Select each line in the listing below that contains the word "pink", and copy those lines.

■ EXTRACTED DATA:
============

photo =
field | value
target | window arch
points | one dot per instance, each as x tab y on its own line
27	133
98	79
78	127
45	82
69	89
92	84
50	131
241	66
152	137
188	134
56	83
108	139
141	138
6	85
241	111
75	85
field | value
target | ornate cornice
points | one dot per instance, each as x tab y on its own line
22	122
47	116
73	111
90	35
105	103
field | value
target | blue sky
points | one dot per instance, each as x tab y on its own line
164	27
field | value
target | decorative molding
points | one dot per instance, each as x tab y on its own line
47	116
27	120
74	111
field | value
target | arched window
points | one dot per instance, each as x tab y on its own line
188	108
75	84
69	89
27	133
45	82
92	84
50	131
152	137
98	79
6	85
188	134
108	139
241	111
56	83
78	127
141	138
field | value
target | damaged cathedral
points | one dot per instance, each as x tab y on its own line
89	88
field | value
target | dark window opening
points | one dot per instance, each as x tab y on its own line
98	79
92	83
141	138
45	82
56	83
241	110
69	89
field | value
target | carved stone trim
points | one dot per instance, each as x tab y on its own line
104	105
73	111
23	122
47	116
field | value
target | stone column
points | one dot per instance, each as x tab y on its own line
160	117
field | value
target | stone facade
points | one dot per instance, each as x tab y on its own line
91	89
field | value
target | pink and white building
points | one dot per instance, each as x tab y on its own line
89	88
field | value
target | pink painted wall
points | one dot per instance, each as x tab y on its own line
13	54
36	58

============

■ TASK RESPONSE:
target | pink and white building
target | pink painted wall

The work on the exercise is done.